Problem description
Please repeat exactly the line containing "Rules. Find each instance of the sandy" and each line after it in the records below, through the last.

Available data
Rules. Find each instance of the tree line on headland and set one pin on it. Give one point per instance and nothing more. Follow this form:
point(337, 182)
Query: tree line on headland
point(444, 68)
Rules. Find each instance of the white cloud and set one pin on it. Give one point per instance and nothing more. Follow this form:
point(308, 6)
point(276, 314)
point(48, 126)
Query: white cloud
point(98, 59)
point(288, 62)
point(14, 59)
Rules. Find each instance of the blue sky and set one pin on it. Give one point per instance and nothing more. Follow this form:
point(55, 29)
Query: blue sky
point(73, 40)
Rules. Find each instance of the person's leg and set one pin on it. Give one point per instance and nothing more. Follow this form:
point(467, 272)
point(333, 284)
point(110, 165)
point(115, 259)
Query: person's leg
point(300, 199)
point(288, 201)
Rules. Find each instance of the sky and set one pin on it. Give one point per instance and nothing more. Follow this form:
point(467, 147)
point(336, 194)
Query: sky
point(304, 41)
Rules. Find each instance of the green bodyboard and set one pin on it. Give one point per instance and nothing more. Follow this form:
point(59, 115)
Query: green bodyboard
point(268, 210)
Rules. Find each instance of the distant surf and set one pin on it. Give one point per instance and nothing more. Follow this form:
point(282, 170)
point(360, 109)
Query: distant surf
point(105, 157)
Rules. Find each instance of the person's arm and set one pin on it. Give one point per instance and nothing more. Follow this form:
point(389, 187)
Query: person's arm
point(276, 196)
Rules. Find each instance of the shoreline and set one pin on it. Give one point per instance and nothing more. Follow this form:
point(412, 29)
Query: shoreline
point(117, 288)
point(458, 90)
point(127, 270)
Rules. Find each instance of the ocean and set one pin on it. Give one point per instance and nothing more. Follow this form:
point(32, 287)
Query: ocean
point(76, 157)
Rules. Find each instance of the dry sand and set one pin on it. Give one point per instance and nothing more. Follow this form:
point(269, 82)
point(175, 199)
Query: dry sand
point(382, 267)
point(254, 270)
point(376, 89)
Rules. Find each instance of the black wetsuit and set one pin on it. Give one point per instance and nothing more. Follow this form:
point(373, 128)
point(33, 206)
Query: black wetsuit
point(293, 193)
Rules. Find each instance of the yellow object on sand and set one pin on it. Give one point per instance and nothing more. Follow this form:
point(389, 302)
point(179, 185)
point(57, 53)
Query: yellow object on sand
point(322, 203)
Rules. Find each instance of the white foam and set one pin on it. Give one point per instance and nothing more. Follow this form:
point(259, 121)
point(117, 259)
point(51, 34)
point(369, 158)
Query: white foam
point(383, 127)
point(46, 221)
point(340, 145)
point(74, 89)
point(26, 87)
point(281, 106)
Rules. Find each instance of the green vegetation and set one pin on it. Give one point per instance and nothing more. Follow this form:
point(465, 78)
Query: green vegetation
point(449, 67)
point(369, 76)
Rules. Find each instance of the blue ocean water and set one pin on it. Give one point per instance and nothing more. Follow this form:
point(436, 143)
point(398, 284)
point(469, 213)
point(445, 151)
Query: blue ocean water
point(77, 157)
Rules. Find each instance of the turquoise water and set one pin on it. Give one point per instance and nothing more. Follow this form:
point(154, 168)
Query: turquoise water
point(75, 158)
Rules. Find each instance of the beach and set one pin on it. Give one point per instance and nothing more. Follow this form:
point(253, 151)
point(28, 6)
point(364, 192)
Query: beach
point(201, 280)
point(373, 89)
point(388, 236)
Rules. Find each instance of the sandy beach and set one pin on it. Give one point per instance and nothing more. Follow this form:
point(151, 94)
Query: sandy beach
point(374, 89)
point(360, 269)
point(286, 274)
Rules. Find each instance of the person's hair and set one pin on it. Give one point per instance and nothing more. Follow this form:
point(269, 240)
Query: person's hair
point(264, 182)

Answer section
Rules. Find each instance of the sandy beach and set one pin on it. Give one point per instance and nothing more. Follow this form:
point(151, 94)
Query: sandy beach
point(374, 89)
point(360, 269)
point(286, 274)
Rules. Find each instance of the person's hair and set one pin on it. Give one point per instance and nothing more. Follow this form:
point(269, 240)
Query: person's hair
point(264, 182)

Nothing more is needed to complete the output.